__EXERCISE DETAILS__.
Beginning at the line that holds "Capture each sideline with a box." and continuing to the last line of the data below, transcribe every line word for word, without pictures.

__SUPPLIED DATA__.
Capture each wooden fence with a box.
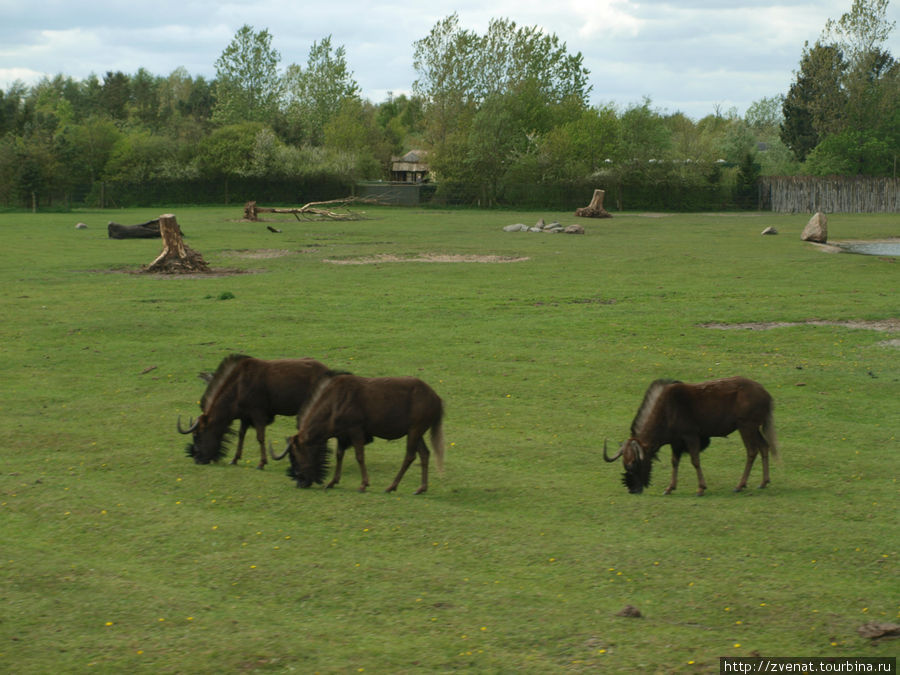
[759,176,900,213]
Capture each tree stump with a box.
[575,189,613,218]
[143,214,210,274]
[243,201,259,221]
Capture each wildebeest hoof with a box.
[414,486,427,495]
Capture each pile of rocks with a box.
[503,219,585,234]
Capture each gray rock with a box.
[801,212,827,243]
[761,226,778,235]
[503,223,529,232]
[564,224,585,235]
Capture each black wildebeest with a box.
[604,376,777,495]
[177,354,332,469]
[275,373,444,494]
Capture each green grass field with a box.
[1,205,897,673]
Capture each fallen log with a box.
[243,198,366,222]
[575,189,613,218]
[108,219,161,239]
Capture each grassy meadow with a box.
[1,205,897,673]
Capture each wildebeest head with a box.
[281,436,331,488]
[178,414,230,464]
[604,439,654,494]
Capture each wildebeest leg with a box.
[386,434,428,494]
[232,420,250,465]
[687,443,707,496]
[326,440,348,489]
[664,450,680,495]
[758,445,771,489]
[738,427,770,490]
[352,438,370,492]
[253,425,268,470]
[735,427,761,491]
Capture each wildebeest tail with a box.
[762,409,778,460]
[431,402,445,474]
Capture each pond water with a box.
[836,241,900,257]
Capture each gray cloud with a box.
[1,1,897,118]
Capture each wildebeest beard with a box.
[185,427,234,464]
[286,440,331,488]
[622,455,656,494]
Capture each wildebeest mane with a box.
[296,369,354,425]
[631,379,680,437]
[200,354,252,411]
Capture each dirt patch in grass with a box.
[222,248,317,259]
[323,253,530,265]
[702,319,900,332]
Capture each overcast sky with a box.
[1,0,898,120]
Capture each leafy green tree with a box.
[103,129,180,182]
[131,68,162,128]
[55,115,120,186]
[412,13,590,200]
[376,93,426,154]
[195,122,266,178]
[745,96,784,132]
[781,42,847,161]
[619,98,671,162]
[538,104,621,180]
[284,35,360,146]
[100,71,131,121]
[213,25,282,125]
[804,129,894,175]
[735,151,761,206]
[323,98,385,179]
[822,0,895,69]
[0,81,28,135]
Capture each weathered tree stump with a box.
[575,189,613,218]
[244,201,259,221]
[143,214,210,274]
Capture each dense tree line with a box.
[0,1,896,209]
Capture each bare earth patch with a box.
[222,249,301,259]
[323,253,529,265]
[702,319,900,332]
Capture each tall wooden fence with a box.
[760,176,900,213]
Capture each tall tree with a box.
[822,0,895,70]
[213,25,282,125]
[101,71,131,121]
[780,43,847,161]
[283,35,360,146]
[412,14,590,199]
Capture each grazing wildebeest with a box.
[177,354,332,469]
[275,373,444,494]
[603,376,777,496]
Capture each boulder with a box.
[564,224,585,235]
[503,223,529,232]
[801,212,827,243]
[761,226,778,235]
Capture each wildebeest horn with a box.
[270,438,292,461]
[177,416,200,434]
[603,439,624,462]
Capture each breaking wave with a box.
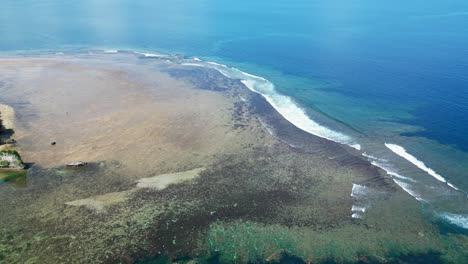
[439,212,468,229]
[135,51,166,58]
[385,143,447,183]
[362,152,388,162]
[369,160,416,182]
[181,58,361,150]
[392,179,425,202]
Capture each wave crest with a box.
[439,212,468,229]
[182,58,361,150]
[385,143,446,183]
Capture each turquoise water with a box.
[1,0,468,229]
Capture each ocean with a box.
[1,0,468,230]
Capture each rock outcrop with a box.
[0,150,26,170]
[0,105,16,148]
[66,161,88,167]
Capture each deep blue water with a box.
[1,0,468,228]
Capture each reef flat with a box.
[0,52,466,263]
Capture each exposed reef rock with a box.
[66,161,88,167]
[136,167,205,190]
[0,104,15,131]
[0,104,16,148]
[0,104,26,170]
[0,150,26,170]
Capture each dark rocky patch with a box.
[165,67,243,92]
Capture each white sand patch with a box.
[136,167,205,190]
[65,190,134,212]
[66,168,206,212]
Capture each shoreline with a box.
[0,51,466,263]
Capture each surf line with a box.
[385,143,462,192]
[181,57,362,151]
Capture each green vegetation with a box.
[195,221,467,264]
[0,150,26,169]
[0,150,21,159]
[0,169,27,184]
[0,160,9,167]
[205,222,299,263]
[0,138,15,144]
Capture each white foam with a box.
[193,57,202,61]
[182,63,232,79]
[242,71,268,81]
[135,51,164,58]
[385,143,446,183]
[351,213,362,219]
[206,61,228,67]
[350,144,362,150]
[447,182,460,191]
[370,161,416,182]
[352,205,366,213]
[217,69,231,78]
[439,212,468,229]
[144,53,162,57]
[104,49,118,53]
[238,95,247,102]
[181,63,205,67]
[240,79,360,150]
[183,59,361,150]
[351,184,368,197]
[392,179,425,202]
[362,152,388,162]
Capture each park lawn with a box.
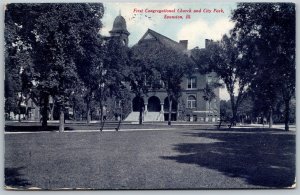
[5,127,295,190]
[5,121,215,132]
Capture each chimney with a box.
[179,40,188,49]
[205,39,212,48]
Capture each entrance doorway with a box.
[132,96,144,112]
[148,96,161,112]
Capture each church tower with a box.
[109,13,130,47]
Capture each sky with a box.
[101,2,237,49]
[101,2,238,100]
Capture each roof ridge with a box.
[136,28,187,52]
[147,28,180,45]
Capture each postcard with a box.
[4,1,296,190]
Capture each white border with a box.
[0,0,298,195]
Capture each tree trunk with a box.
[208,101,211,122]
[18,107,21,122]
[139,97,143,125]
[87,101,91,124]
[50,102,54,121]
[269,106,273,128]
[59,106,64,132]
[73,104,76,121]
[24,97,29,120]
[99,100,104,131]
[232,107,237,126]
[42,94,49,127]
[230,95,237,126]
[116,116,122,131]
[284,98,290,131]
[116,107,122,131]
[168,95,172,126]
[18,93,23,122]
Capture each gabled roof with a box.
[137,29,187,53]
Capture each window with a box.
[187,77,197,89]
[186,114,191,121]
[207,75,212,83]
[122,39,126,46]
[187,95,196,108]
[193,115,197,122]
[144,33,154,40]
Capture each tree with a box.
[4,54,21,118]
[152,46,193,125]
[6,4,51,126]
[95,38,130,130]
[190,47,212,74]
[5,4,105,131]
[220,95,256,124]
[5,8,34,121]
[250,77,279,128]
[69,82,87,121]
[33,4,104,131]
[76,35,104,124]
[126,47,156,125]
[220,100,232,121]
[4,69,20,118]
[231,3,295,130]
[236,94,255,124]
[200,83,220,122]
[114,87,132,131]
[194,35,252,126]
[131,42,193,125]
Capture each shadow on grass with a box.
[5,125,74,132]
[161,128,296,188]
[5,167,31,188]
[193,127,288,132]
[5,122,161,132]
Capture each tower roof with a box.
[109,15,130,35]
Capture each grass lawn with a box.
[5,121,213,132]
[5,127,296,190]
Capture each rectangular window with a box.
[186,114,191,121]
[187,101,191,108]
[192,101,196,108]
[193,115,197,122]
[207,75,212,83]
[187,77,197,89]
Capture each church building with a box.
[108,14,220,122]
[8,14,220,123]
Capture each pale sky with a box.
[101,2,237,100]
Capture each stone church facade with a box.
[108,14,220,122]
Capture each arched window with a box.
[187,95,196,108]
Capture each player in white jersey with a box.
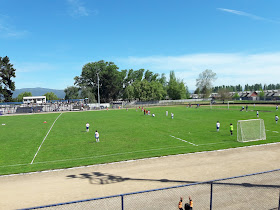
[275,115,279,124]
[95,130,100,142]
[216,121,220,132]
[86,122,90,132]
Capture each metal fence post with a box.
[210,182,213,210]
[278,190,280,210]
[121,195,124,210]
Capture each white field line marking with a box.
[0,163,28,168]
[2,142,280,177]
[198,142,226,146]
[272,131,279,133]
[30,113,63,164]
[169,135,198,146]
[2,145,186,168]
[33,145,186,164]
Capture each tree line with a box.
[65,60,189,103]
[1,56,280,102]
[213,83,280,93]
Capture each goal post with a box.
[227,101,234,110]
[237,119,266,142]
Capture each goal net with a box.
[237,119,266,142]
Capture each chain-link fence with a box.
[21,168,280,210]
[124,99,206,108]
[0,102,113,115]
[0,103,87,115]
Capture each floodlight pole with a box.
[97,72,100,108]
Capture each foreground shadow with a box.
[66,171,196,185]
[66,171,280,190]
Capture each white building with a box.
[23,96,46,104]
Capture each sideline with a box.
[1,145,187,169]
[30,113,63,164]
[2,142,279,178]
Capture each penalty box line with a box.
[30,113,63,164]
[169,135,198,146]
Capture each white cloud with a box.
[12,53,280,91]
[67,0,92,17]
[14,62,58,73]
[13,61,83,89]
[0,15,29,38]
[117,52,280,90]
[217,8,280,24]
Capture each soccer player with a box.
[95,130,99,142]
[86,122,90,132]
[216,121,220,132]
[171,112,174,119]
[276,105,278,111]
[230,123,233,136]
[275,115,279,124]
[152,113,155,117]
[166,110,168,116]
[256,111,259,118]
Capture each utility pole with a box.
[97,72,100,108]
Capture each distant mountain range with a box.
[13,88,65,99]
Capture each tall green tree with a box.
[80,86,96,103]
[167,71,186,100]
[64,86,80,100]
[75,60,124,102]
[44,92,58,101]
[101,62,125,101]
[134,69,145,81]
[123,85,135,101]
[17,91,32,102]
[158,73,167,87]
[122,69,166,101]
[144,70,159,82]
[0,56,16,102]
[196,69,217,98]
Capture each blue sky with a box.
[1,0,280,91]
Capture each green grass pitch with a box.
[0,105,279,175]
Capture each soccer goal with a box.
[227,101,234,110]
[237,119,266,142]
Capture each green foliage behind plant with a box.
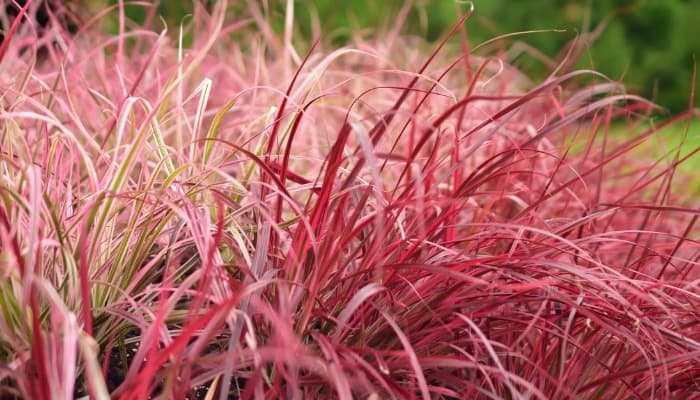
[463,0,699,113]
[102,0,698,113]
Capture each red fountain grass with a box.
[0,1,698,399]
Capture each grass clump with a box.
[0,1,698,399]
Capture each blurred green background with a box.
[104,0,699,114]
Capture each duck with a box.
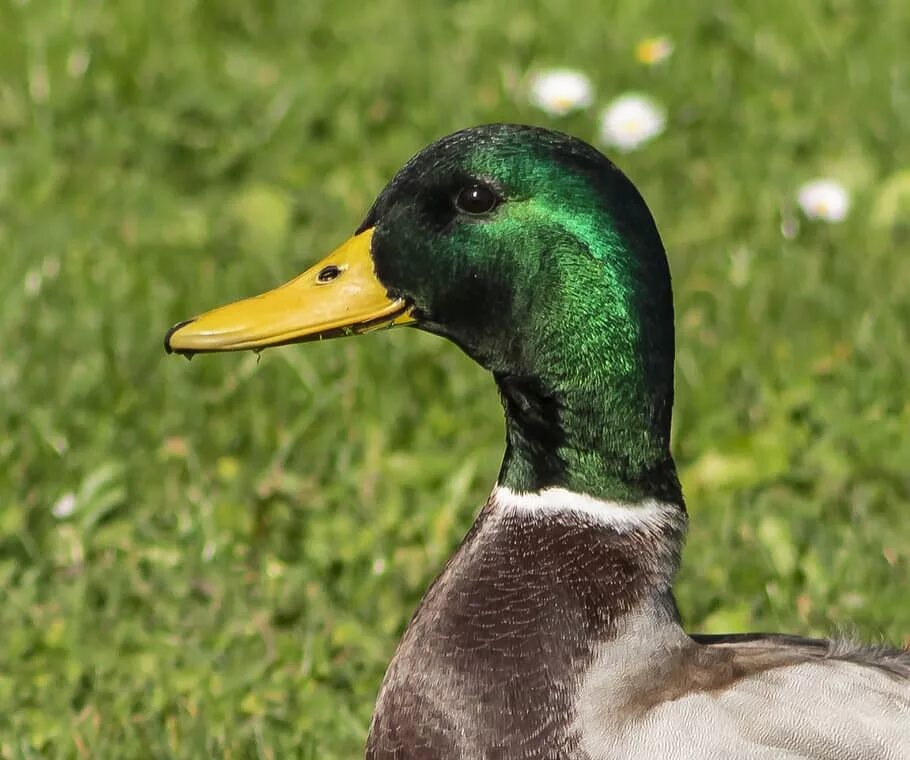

__ANSWER BOX__.
Capture each sideline with a box.
[1,145,187,169]
[30,113,63,164]
[2,142,279,178]
Capture each penalty box line with a box.
[30,113,63,164]
[169,135,198,146]
Capture each white cloud with a box.
[12,53,280,91]
[67,0,92,17]
[14,62,58,73]
[13,61,83,89]
[0,15,29,38]
[117,52,280,90]
[217,8,280,24]
Capture each soccer player with a box.
[95,130,99,142]
[86,122,90,132]
[216,121,220,132]
[171,112,174,119]
[276,105,278,111]
[230,123,233,136]
[275,115,279,124]
[152,113,155,117]
[166,110,168,116]
[256,111,259,118]
Capture each utility pole with a box.
[97,72,100,108]
Capture each distant mountain range with a box.
[13,88,65,99]
Capture each tall green tree with a box.
[80,86,96,103]
[167,71,186,100]
[64,86,80,100]
[75,60,124,102]
[44,92,58,101]
[101,62,125,101]
[134,69,145,81]
[123,85,135,101]
[17,91,32,102]
[158,73,167,87]
[122,69,166,101]
[144,70,159,82]
[0,56,16,102]
[196,69,217,98]
Capture each blue sky with a box.
[1,0,280,91]
Capture each green grass pitch with a box.
[0,105,279,175]
Capture each soccer goal with a box.
[227,101,234,110]
[237,119,266,142]
Capture each green foliage behind plant with a box.
[463,0,699,113]
[102,0,698,113]
Capture each red fountain grass with a box.
[0,1,698,399]
Capture each grass clump with a box.
[0,1,698,399]
Capture each blurred green background with a box.
[104,0,699,114]
Capture each duck with a box.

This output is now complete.